§ **Input rows**
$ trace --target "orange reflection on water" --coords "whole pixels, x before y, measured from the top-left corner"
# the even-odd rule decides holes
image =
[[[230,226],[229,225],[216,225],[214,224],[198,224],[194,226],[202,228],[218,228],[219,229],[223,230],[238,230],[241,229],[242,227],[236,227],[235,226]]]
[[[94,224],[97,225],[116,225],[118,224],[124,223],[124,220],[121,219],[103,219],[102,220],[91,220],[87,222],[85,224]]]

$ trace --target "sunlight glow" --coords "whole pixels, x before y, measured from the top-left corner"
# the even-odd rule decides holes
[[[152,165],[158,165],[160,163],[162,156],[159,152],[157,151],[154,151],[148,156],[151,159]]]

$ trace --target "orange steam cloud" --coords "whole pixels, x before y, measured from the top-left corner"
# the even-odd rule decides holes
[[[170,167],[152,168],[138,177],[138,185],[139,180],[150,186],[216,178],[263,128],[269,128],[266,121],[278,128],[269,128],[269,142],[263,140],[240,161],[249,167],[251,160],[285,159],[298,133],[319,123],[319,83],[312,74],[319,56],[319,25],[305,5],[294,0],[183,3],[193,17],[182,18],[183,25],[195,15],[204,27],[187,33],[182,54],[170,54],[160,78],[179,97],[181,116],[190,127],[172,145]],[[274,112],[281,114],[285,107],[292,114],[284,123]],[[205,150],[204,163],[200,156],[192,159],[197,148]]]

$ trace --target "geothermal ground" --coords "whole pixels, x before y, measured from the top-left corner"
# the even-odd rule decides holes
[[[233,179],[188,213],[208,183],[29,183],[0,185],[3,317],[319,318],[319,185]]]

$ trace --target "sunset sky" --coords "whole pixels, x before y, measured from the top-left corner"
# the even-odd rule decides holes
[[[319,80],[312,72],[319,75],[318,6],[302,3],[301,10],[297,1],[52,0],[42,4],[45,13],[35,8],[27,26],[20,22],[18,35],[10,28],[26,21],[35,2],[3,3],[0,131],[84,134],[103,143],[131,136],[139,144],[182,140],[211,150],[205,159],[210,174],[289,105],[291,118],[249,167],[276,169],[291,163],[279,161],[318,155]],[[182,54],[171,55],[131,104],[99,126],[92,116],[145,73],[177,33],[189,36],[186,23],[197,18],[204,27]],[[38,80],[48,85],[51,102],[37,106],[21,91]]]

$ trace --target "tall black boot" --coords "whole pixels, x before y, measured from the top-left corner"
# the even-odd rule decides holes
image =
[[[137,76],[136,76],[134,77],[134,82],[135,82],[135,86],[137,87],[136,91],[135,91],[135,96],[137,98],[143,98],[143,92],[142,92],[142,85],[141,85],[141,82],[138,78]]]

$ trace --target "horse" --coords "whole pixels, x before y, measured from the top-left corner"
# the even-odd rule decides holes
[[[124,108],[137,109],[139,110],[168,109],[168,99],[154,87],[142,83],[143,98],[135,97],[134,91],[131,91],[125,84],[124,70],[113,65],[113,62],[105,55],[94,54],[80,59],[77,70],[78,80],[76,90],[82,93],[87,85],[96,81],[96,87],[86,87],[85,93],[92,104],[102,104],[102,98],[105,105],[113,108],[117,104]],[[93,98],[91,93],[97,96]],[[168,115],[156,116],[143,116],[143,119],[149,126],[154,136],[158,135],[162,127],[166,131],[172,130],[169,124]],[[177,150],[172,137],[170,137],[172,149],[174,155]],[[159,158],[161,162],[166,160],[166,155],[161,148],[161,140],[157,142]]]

§ **What is needed**
Can you restate every record above word for word?

§ **Solved problem**
$ trace --target "orange reflection on water" --coords "whole pixels, x before y, measured from the top-left corner"
# the even-odd rule decides holes
image =
[[[230,226],[229,225],[216,225],[214,224],[198,224],[194,226],[202,228],[218,228],[219,229],[223,230],[238,230],[241,229],[242,227],[236,227],[235,226]]]
[[[94,224],[97,225],[116,225],[118,224],[124,223],[124,220],[121,219],[103,219],[102,220],[91,220],[87,222],[85,224]]]

$ trace --target "sunlight glow" --coords "whole pixels, x before y, measured from the top-left corner"
# the even-odd rule decides holes
[[[152,165],[158,165],[160,163],[162,156],[159,152],[157,151],[154,151],[148,156],[151,159]]]

$ trace --target "orange steam cloud" --coords "whole pixels, x before y, measured from the top-left corner"
# the even-odd rule decides holes
[[[170,167],[152,168],[138,177],[138,185],[139,180],[150,186],[216,178],[263,128],[269,128],[266,121],[278,128],[269,128],[269,142],[263,140],[240,161],[249,167],[251,160],[285,159],[298,133],[319,123],[319,83],[312,74],[319,56],[319,25],[305,5],[294,0],[183,3],[193,17],[182,18],[183,25],[195,15],[204,27],[187,33],[182,54],[170,54],[160,78],[179,97],[181,116],[190,127],[172,145]],[[274,112],[281,114],[285,107],[292,114],[284,123]],[[205,150],[204,163],[200,156],[192,159],[197,148]]]

$ trace --target "geothermal ground" --coords "whole pixels, x before y, measured from the top-left corner"
# the even-odd rule decides holes
[[[233,179],[188,213],[208,183],[29,183],[0,185],[3,317],[319,318],[319,185]]]

$ trace --target "sunset sky" --coords "whole pixels, x before y, measured from the top-left corner"
# the even-odd rule decides holes
[[[319,80],[312,72],[319,75],[318,6],[302,3],[301,10],[297,1],[52,0],[42,4],[45,13],[35,8],[27,26],[20,22],[18,35],[10,28],[26,21],[35,2],[3,3],[0,131],[84,134],[103,143],[131,136],[139,144],[182,140],[211,150],[205,159],[210,174],[289,105],[291,118],[249,167],[276,169],[291,163],[279,161],[318,155]],[[182,54],[171,55],[131,104],[99,126],[92,116],[145,73],[177,33],[189,36],[186,23],[197,18],[204,27]],[[38,80],[48,85],[51,102],[37,106],[21,91]]]

$ trace --target "tall black boot" --coords "whole pixels, x before y, measured from the top-left corner"
# the even-odd rule decides holes
image =
[[[137,76],[136,76],[134,77],[134,82],[135,82],[135,86],[137,87],[136,91],[135,91],[135,96],[137,98],[143,98],[143,92],[142,92],[142,85],[141,85],[141,82],[138,78]]]

$ trace --target "horse" --coords "whole pixels, x before y, measured from the top-left corner"
# the even-odd rule decides holes
[[[124,108],[137,109],[139,110],[168,109],[168,99],[154,87],[142,83],[143,98],[135,97],[134,91],[131,91],[125,84],[124,70],[113,65],[113,62],[105,55],[94,54],[80,59],[77,70],[78,80],[76,90],[82,93],[87,85],[96,81],[96,87],[86,87],[85,93],[92,104],[102,104],[102,98],[105,105],[113,108],[117,104]],[[93,98],[91,93],[97,96]],[[168,115],[156,116],[143,116],[143,119],[149,126],[154,136],[158,135],[162,127],[166,131],[172,130],[169,124]],[[177,150],[172,137],[170,137],[172,149],[174,155]],[[159,158],[161,162],[166,160],[166,155],[161,148],[161,140],[157,142]]]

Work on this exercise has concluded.